[Data items]
********

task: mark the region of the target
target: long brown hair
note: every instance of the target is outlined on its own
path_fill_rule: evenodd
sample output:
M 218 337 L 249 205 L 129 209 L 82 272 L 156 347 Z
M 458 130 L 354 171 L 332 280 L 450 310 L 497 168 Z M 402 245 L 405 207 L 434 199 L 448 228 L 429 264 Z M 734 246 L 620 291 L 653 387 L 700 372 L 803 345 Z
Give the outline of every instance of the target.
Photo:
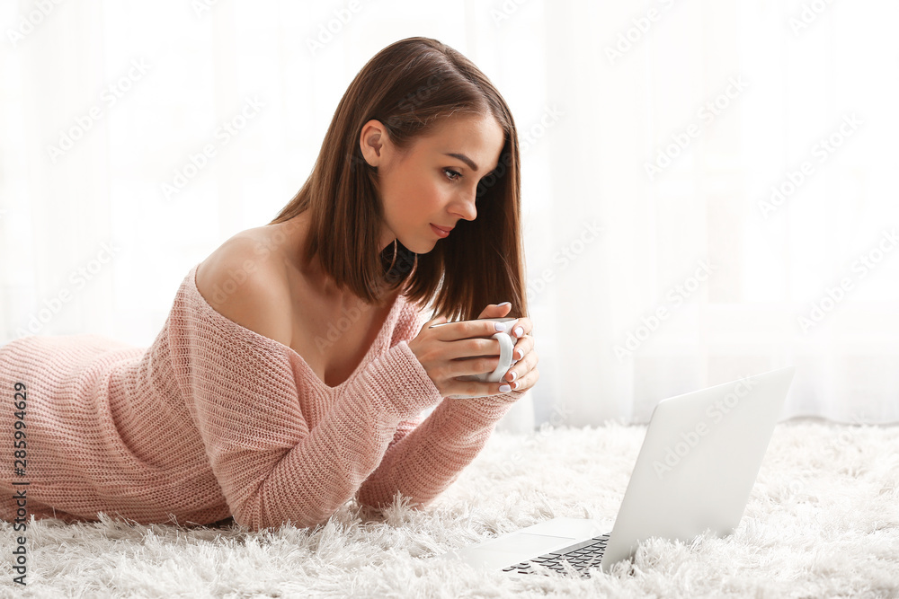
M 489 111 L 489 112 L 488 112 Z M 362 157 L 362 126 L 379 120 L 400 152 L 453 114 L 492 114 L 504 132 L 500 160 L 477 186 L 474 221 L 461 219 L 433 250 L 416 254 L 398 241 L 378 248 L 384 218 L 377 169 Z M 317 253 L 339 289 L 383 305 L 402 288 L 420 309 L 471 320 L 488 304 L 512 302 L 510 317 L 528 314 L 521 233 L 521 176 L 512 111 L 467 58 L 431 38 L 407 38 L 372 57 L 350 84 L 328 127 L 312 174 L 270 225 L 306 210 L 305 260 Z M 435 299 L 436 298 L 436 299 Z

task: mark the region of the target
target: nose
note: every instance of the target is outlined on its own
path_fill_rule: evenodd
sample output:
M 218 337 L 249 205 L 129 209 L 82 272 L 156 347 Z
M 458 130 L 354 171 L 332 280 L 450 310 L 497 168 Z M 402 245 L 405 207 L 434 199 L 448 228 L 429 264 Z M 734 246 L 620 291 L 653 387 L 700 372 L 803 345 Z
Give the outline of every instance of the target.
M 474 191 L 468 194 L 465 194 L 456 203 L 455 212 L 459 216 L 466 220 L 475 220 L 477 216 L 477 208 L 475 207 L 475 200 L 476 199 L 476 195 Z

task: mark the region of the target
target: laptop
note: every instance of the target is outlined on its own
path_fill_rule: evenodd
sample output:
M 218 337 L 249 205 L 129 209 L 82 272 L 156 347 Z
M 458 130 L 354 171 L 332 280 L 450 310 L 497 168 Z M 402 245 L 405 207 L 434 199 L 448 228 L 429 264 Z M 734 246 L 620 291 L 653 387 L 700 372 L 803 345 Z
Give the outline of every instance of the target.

********

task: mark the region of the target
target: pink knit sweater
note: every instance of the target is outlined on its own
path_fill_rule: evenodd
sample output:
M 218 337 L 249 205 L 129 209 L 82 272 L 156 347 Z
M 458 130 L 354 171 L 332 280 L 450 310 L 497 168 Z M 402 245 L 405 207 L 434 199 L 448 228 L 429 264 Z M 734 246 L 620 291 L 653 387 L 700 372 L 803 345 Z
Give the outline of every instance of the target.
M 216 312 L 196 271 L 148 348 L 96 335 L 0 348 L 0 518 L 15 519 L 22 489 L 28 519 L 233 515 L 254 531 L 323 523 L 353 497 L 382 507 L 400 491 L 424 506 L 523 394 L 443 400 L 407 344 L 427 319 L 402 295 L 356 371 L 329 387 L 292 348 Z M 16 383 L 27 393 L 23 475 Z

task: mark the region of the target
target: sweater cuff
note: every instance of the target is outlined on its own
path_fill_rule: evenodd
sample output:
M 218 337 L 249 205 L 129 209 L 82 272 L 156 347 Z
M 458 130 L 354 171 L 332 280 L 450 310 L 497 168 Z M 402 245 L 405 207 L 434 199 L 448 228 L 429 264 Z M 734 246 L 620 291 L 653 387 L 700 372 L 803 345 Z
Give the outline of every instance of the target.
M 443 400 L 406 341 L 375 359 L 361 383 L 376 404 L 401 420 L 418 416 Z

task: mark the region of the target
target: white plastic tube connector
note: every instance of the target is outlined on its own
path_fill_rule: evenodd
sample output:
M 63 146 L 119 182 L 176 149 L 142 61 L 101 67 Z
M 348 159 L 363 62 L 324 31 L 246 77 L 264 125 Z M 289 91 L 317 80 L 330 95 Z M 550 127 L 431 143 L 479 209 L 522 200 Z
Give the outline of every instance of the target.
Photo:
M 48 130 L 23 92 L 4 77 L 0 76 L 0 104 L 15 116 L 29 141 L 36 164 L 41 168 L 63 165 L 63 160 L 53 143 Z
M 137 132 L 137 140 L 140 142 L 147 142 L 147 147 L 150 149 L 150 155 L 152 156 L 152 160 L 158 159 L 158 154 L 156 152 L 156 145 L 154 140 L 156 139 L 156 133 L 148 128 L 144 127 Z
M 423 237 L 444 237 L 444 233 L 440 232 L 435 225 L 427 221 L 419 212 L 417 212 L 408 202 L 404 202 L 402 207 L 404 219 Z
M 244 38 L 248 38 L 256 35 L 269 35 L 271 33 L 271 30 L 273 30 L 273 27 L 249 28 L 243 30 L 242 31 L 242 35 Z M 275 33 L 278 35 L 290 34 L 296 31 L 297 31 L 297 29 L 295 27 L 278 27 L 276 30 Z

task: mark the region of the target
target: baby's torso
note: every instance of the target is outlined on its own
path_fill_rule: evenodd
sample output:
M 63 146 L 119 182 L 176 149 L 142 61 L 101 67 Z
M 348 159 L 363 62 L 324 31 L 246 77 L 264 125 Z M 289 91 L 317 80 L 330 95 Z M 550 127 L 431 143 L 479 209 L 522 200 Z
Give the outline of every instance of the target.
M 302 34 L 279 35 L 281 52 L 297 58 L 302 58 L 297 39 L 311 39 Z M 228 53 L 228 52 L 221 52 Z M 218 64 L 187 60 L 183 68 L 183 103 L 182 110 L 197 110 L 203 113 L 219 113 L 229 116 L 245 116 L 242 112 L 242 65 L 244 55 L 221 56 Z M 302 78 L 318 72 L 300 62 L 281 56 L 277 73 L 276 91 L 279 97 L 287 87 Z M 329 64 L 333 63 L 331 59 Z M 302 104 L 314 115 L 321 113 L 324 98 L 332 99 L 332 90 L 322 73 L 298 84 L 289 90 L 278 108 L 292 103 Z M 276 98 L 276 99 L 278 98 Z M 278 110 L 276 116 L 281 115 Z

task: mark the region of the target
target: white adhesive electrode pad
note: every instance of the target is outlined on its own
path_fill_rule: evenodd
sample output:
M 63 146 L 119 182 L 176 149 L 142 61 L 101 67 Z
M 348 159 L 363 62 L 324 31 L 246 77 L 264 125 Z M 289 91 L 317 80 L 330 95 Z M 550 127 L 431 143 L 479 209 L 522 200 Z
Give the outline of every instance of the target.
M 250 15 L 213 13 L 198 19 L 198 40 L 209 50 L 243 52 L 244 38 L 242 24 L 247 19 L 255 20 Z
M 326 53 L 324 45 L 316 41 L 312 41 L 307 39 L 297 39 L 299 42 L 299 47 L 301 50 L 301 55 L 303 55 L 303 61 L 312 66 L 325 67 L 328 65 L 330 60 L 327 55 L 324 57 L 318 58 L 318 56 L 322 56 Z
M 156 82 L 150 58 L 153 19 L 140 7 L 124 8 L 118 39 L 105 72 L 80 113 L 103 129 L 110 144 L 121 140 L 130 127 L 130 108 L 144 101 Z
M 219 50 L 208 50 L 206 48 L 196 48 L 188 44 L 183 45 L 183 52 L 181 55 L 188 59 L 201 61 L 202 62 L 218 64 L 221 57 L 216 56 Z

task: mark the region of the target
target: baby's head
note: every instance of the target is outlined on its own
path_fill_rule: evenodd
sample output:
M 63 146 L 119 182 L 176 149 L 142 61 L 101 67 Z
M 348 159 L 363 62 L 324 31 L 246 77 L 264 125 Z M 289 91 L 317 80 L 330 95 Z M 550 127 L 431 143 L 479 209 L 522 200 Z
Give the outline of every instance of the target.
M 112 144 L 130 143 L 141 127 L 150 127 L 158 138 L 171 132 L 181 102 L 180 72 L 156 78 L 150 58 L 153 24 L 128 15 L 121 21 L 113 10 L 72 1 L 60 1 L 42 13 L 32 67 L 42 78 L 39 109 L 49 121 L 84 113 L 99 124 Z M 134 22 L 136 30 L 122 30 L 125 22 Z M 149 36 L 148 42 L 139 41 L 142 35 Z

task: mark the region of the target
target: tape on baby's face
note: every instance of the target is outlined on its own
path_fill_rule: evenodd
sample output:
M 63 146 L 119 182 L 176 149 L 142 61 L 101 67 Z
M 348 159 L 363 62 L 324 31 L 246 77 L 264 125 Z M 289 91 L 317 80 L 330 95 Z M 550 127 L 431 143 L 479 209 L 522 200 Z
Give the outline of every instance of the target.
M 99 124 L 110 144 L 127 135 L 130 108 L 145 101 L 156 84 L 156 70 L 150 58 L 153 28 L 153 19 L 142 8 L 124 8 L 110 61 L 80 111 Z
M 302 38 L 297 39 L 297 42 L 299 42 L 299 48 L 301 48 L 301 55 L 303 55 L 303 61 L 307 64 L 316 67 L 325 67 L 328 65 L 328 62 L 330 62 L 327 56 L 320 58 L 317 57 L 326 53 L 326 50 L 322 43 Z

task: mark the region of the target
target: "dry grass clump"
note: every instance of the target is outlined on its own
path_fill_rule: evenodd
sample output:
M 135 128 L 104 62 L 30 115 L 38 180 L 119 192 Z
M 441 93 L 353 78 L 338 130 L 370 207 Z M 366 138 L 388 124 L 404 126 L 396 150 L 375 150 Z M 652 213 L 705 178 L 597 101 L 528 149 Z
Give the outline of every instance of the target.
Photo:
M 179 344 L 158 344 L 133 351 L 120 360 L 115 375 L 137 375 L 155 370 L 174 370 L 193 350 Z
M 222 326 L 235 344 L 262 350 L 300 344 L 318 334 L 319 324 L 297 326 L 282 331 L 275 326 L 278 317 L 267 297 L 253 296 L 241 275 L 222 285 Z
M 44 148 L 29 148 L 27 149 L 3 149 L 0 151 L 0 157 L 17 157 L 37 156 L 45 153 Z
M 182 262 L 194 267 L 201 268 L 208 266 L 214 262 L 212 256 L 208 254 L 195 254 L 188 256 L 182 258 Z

********

(Do this) Locate each line in the data above that contains the word "baby" and copy those lines out.

(Solution to the exercise)
target: baby's torso
target: baby's head
target: tape on baby's face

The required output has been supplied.